_The records_:
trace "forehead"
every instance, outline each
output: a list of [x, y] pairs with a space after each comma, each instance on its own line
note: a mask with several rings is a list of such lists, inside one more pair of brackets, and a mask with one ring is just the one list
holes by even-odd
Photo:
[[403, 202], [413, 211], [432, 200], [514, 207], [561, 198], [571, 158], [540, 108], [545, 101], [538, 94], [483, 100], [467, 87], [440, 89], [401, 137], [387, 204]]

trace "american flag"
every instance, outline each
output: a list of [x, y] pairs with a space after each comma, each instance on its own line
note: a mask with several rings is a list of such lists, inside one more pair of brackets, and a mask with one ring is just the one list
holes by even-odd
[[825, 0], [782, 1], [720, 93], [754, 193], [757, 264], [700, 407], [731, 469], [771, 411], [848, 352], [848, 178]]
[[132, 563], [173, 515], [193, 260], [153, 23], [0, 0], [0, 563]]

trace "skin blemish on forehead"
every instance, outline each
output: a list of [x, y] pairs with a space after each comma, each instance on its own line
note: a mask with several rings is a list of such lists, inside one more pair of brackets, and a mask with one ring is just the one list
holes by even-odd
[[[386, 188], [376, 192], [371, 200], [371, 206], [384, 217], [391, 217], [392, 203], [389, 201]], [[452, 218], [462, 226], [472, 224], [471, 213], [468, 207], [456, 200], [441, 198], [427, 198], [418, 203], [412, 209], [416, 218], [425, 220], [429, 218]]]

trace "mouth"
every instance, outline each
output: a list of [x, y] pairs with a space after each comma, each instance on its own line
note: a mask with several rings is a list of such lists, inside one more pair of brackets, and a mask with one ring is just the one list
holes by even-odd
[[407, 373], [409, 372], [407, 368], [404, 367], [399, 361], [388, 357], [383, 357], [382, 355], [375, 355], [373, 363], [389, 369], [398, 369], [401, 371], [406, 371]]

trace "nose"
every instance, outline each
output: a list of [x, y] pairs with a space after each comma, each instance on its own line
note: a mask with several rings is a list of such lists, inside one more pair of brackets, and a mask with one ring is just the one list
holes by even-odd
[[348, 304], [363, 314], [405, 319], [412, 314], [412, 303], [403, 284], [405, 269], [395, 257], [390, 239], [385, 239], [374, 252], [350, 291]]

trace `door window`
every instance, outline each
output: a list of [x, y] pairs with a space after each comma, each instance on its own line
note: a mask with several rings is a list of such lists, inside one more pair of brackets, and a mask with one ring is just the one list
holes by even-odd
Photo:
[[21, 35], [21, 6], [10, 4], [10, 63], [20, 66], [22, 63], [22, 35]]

_What you need to do_: Convert every record above into a two-column CSV with the header row input,output. Each record gets one row, with its text under input and its answer under output, each enclosed in one pair of double quotes and with line breaks replaced by spaces.

_Result_:
input,output
"trace ""forehead"" every instance, outline each output: a list of [x, y] pairs with a space after each comma, each instance on its own line note: a mask with several rings is a list of such lists, inside one more pair of brackets, and a mask with one ring is just the one list holes by even-odd Photo:","[[403, 202], [413, 211], [432, 200], [514, 207], [561, 198], [571, 158], [540, 108], [545, 101], [538, 94], [483, 100], [467, 87], [440, 89], [401, 137], [387, 204]]"
"trace ""american flag"" every instance, outline each output: a list of [x, y] pairs with a space after each comma, each instance on its own line note: a mask with several rings is a list of such lists, inside one more pair of brackets, and a mask with one ring is just the one list holes by even-odd","[[825, 0], [782, 1], [720, 93], [754, 193], [757, 264], [700, 407], [731, 469], [771, 411], [848, 352], [848, 178]] [[132, 563], [173, 515], [193, 260], [153, 23], [0, 0], [0, 563]]"
"trace ""skin blemish on forehead"" every instance, outline each output: a list of [x, y] pairs with a space after each comma, each instance on its own line note: a mask with several rings is a list of such lists, inside one more pair of brackets, and a mask with one ring is just the one list holes by even-odd","[[[386, 188], [376, 192], [371, 200], [371, 206], [384, 217], [391, 217], [392, 203], [389, 201]], [[452, 218], [462, 226], [472, 224], [471, 213], [468, 207], [456, 200], [441, 198], [427, 198], [418, 203], [412, 209], [416, 218], [425, 220], [429, 218]]]"
"trace ""mouth"" every instance, outline each output: a list of [x, y] pairs with a space after each comma, each instance on its own line note: a mask with several rings is a list of such lists, inside one more pair of brackets, and a mask with one ring is just the one list holes by even-odd","[[407, 373], [409, 372], [407, 368], [404, 367], [399, 361], [388, 357], [383, 357], [382, 355], [375, 355], [373, 363], [389, 369], [398, 369], [401, 371], [406, 371]]"
"trace ""nose"" every instance, outline each output: a list of [x, y] pairs with a space after each comma, each instance on its own line note: a mask with several rings is a list of such lists, inside one more pair of brackets, and a mask with one ring is just the one list holes by even-odd","[[348, 304], [363, 314], [405, 319], [412, 314], [412, 303], [403, 284], [405, 269], [395, 257], [390, 239], [385, 239], [374, 252], [350, 291]]"
"trace `door window` every instance, outline each output: a list of [x, y] pairs with a space after each comma, each instance on its own line note: a mask with several rings is a list of such lists, inside one more pair of brackets, and a mask with one ring is just the one list holes by even-odd Photo:","[[21, 35], [21, 6], [10, 4], [10, 63], [20, 66], [22, 63], [22, 35]]"